» Data records
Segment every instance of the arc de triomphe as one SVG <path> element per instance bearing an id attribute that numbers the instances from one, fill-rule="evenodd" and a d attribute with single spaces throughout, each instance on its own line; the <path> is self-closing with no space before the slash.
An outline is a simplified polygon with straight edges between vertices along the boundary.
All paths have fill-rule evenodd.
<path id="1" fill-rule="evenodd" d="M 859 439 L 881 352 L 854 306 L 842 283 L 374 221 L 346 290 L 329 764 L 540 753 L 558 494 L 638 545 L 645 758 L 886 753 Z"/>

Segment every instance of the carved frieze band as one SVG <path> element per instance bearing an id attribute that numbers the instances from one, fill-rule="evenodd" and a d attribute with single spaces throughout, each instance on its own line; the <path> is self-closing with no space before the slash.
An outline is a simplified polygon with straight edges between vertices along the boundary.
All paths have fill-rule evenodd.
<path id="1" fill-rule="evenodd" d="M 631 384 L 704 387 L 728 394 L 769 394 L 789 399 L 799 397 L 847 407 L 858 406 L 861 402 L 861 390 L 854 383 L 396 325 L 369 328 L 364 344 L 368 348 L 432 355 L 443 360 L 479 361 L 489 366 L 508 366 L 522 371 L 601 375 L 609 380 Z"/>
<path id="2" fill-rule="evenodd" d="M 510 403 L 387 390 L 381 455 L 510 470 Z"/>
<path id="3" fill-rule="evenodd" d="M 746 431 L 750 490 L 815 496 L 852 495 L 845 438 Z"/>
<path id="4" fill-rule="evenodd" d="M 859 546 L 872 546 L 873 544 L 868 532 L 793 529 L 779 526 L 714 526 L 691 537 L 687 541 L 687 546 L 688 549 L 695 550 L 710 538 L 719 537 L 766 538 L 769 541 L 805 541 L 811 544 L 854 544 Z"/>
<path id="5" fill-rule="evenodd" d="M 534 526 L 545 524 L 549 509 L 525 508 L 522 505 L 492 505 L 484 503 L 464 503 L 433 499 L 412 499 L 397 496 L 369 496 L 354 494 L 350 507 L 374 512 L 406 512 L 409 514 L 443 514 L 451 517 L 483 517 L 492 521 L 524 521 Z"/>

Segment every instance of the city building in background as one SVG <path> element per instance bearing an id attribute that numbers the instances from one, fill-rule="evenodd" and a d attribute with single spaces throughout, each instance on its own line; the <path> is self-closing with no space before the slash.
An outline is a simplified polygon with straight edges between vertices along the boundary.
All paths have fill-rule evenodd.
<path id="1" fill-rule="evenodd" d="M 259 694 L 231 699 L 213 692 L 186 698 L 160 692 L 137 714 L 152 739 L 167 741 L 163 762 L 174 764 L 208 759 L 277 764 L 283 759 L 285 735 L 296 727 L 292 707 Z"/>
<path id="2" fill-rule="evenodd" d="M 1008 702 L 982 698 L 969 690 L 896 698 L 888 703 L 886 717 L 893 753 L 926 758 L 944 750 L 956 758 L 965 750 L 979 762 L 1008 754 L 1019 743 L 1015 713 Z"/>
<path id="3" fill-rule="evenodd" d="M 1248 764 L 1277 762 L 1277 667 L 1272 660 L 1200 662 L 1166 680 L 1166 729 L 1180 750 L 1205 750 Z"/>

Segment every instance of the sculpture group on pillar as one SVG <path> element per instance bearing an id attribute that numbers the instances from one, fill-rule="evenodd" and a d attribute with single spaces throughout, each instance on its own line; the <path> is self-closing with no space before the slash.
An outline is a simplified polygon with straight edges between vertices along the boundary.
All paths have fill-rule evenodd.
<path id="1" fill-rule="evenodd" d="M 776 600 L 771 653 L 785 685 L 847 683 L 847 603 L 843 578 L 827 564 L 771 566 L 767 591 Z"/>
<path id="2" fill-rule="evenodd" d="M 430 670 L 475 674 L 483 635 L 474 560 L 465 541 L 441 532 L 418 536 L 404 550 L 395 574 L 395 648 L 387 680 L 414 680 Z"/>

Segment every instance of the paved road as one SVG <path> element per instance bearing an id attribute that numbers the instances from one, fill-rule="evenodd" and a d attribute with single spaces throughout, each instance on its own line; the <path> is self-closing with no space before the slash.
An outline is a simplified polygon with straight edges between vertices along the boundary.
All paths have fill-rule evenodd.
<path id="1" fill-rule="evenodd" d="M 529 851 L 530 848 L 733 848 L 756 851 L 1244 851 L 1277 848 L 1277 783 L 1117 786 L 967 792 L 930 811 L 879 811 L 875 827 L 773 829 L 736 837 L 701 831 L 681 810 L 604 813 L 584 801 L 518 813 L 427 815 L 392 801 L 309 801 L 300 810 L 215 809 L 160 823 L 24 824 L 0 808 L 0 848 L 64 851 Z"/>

» Given problem
Rewrite every entry above as a two-column CSV with the header input,output. Give one row per entry, with its text and its answer each in a single quoted field and line breaks replaced by spaces.

» Task result
input,output
"Segment every instance of the arc de triomphe as one SVG <path> element per instance bearing an id attribute that numbers the instances from one, fill-rule=""evenodd"" and a d attribute with single spaces throughout, each instance on its own line; the <path> is self-closing with no space before the slash. An outline is a simplified polygon with straight edges between vertices along the boundary. All paths have fill-rule evenodd.","<path id=""1"" fill-rule=""evenodd"" d=""M 859 439 L 881 352 L 854 306 L 842 283 L 374 221 L 346 290 L 329 764 L 540 753 L 558 494 L 638 545 L 645 758 L 886 753 Z""/>"
"Segment every instance of the carved frieze band as one SVG <path> element per instance bearing an id attribute that numbers the instances from one, fill-rule=""evenodd"" and a d attribute with single spaces throughout, each instance on its own line; the <path> is self-closing with no space before the slash. An outline is a simplified polygon with straight edges between vertices along the boundary. All paths have fill-rule evenodd.","<path id=""1"" fill-rule=""evenodd"" d=""M 631 384 L 704 387 L 728 394 L 769 394 L 789 399 L 799 397 L 847 407 L 858 406 L 861 402 L 861 390 L 854 383 L 396 325 L 369 328 L 364 344 L 368 348 L 432 355 L 443 360 L 479 361 L 489 366 L 508 366 L 522 371 L 601 375 L 609 380 Z""/> <path id=""2"" fill-rule=""evenodd"" d=""M 510 403 L 387 390 L 381 455 L 510 470 Z""/> <path id=""3"" fill-rule=""evenodd"" d=""M 746 431 L 750 490 L 815 496 L 852 495 L 845 438 Z""/> <path id=""4"" fill-rule=""evenodd"" d=""M 859 546 L 872 546 L 873 544 L 868 532 L 793 529 L 779 526 L 714 526 L 691 537 L 687 541 L 687 546 L 688 549 L 695 550 L 710 538 L 719 537 L 766 538 L 769 541 L 805 541 L 811 544 L 854 544 Z""/> <path id=""5"" fill-rule=""evenodd"" d=""M 534 526 L 545 524 L 549 509 L 525 508 L 522 505 L 492 505 L 484 503 L 464 503 L 433 499 L 412 499 L 397 496 L 369 496 L 354 494 L 350 507 L 374 512 L 406 512 L 409 514 L 443 514 L 451 517 L 483 517 L 492 521 L 524 521 Z""/>"
"Segment every instance of the city building in background as one SVG <path> element per instance bearing an id attribute that numbers the instances from one, fill-rule=""evenodd"" and a d attribute with single spaces throughout, each instance on its own line; the <path> is self-closing with no space before the slash. An outline is a simplified polygon with straight edges between vertices along the boundary. All paths have fill-rule evenodd.","<path id=""1"" fill-rule=""evenodd"" d=""M 259 694 L 231 699 L 213 692 L 186 698 L 160 692 L 137 714 L 152 739 L 167 741 L 163 762 L 174 764 L 208 759 L 277 764 L 283 759 L 285 735 L 296 727 L 292 707 Z""/> <path id=""2"" fill-rule=""evenodd"" d=""M 1008 702 L 982 698 L 969 690 L 896 698 L 888 703 L 886 717 L 893 753 L 926 758 L 944 750 L 956 758 L 965 750 L 979 762 L 1008 754 L 1019 743 L 1015 713 Z""/> <path id=""3"" fill-rule=""evenodd"" d=""M 1248 764 L 1277 762 L 1277 667 L 1272 660 L 1200 662 L 1166 680 L 1166 729 L 1180 750 L 1205 750 Z""/>"
"Segment every instance of the sculpture group on pillar as one SVG <path> element per instance bearing an id attribute that numbers the instances from one, fill-rule=""evenodd"" and a d attribute with single spaces throughout, each instance on its own line; the <path> is self-closing with no space before the slash. An outline is a simplified polygon with straight edges between vertices along the boundary. All paths have fill-rule evenodd.","<path id=""1"" fill-rule=""evenodd"" d=""M 776 600 L 771 653 L 785 685 L 847 683 L 847 603 L 843 578 L 827 564 L 771 566 L 767 591 Z""/> <path id=""2"" fill-rule=""evenodd"" d=""M 430 670 L 475 674 L 483 635 L 474 560 L 465 541 L 441 532 L 418 536 L 404 550 L 395 574 L 395 648 L 387 680 L 414 680 Z""/>"
"Segment every instance of the paved road as one SVG <path> element per instance bearing an id attribute that numbers the instances from one, fill-rule=""evenodd"" and a d attribute with single spaces throughout, each instance on its own line; the <path> is self-closing with no space before the slash. An outline is a simplified polygon with straight edges between vertices along the boundary. All paths have fill-rule evenodd.","<path id=""1"" fill-rule=""evenodd"" d=""M 529 851 L 530 848 L 733 848 L 756 851 L 1244 851 L 1277 848 L 1277 783 L 1117 786 L 967 792 L 930 811 L 879 811 L 875 827 L 773 829 L 736 837 L 701 831 L 681 810 L 604 813 L 584 801 L 518 813 L 427 815 L 392 801 L 309 801 L 300 810 L 215 809 L 160 823 L 24 824 L 0 808 L 0 848 L 64 851 Z""/>"